> **RECORD SET**
──────────

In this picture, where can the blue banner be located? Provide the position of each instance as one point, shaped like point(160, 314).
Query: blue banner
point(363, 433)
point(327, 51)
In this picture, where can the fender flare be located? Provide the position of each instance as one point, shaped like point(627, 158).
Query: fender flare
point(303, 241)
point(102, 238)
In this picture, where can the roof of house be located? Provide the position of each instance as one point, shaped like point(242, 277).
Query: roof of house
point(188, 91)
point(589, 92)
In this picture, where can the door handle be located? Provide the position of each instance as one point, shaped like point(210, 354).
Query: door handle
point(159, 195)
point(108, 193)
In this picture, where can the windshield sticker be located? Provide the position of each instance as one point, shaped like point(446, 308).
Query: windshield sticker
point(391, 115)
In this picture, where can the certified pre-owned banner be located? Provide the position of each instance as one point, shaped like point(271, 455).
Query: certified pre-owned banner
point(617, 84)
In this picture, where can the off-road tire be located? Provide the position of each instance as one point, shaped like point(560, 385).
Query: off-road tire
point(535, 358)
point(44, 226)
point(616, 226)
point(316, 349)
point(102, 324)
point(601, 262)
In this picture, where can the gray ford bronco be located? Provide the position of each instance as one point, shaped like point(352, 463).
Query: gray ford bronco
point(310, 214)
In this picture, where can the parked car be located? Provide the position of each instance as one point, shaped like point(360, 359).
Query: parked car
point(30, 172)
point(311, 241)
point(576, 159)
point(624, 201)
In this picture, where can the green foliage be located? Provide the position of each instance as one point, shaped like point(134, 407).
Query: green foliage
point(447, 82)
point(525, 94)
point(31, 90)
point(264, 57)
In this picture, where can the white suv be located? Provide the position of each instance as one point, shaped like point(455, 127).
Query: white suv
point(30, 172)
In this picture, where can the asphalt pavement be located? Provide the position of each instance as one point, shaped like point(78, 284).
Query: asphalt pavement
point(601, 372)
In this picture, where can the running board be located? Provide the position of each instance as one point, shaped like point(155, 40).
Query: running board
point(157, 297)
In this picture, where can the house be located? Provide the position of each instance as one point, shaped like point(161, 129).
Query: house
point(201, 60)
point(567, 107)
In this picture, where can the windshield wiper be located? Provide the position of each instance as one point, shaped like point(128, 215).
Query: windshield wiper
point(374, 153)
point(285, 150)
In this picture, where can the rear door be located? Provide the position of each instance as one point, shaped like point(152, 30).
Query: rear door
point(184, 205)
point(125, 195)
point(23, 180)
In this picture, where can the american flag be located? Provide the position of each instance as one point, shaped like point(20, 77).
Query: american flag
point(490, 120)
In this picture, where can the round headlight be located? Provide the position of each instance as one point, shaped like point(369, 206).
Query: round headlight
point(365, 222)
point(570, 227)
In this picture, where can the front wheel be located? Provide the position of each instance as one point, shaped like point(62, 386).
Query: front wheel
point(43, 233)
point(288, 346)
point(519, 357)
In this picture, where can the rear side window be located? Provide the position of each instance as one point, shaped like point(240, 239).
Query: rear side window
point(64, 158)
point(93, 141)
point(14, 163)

──────────

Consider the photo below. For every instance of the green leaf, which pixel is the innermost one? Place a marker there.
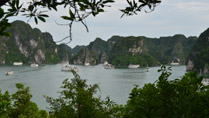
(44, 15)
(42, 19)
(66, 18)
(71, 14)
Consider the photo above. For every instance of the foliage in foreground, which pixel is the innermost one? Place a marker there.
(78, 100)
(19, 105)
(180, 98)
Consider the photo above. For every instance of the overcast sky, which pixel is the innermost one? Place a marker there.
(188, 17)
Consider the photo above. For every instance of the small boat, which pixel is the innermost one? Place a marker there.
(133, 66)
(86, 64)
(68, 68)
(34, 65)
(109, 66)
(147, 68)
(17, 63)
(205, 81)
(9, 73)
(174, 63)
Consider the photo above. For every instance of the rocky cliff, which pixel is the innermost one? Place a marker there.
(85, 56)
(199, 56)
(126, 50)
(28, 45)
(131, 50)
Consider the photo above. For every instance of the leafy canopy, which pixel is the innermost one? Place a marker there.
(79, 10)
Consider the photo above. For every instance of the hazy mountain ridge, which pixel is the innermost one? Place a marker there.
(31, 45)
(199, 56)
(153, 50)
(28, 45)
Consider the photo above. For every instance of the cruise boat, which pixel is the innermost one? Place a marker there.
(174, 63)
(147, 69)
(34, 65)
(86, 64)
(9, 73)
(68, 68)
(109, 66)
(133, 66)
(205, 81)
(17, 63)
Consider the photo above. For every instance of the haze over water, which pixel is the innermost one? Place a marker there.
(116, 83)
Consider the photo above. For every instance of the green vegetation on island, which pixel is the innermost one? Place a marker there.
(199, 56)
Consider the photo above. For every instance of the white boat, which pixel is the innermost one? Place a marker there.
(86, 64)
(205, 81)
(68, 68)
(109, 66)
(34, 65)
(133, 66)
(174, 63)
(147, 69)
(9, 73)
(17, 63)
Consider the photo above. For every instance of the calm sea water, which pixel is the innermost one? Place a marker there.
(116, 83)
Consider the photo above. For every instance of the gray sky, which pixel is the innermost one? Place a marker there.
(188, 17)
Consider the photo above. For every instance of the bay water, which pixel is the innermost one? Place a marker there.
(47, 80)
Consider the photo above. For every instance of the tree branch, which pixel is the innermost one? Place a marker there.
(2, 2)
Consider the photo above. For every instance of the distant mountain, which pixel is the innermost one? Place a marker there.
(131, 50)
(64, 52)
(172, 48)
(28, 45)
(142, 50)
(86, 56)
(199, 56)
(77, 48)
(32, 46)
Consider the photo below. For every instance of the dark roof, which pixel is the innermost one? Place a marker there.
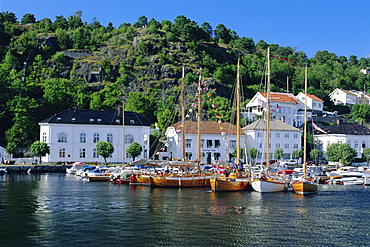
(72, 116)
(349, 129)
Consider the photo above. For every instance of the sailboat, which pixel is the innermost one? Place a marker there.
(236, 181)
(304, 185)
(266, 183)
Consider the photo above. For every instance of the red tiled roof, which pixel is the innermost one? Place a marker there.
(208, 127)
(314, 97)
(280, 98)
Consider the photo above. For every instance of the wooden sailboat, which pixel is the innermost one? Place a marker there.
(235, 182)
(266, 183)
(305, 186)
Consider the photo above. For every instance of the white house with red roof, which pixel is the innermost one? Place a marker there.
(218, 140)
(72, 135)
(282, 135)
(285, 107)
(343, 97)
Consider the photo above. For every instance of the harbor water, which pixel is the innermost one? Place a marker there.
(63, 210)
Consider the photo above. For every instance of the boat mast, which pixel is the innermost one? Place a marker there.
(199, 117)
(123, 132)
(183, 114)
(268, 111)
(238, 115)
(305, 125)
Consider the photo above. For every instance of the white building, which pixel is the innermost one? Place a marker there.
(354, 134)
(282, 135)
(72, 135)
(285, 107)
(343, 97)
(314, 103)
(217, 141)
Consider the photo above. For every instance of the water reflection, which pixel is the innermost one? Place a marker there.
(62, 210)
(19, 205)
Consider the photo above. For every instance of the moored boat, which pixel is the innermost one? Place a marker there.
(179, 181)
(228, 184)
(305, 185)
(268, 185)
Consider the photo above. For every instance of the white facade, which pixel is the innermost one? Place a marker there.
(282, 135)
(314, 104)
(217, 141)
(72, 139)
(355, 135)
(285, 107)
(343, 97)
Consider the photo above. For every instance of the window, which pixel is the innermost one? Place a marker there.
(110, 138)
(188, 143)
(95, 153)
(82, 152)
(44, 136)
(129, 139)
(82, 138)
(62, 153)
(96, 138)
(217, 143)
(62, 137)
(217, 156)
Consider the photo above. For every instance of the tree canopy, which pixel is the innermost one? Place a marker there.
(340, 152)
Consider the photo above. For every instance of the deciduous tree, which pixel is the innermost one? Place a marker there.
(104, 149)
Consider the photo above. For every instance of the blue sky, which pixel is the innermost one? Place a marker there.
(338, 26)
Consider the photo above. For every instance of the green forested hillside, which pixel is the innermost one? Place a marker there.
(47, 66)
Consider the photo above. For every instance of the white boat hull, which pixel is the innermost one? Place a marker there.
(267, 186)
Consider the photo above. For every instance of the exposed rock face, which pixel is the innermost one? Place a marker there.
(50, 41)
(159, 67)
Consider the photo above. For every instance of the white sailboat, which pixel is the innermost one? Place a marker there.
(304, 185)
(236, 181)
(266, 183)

──────────

> **YOUR TASK**
Restate word for word the lines in the material above from the one with "In this picture, where can the blue" to the one with "In this picture, where can the green"; both of those lines count, and nothing else does.

> **ANSWER TO THIS PROBLEM**
In this picture, where can the blue banner be located? Provide the position of each instance as one point, shaped like point(160, 314).
Query: blue banner
point(363, 433)
point(327, 51)
In this picture, where can the fender flare be located? Provide the position of each instance as one point, shaped like point(627, 158).
Query: fender flare
point(303, 241)
point(102, 238)
In this picture, where can the roof of house be located? Provide the position of each instance as one point, shaped like point(242, 277).
Query: roof of house
point(188, 91)
point(589, 92)
In this picture, where can the door handle be located? Provide the position of each instance as one point, shaped like point(210, 354).
Query: door handle
point(159, 195)
point(108, 193)
In this picture, where can the windshield sticker be located? Provide the position of each instance as one point, shaped like point(446, 308).
Query: windshield sticker
point(391, 115)
In this picture, where can the certified pre-owned banner be located? Provide the position of each instance as one point, shaped like point(271, 455).
Query: certified pre-owned banner
point(617, 84)
In this picture, where can the off-road tire be located? Provide the position of each instance as one point, shaped like point(560, 385).
Query: off-road tire
point(535, 358)
point(44, 226)
point(616, 226)
point(316, 349)
point(102, 324)
point(601, 262)
In this picture, where can the gray ford bronco be located? Provide the position of each instance as one point, shaped like point(352, 463).
Query: gray ford bronco
point(310, 214)
In this picture, where can the parked car be located? Provide the position of each instance as one point, shaped like point(360, 359).
Query: parked car
point(30, 172)
point(311, 241)
point(576, 159)
point(624, 201)
In this picture, where can the green foliage be located? Provide the position of each instance as one point, shaped like point(134, 407).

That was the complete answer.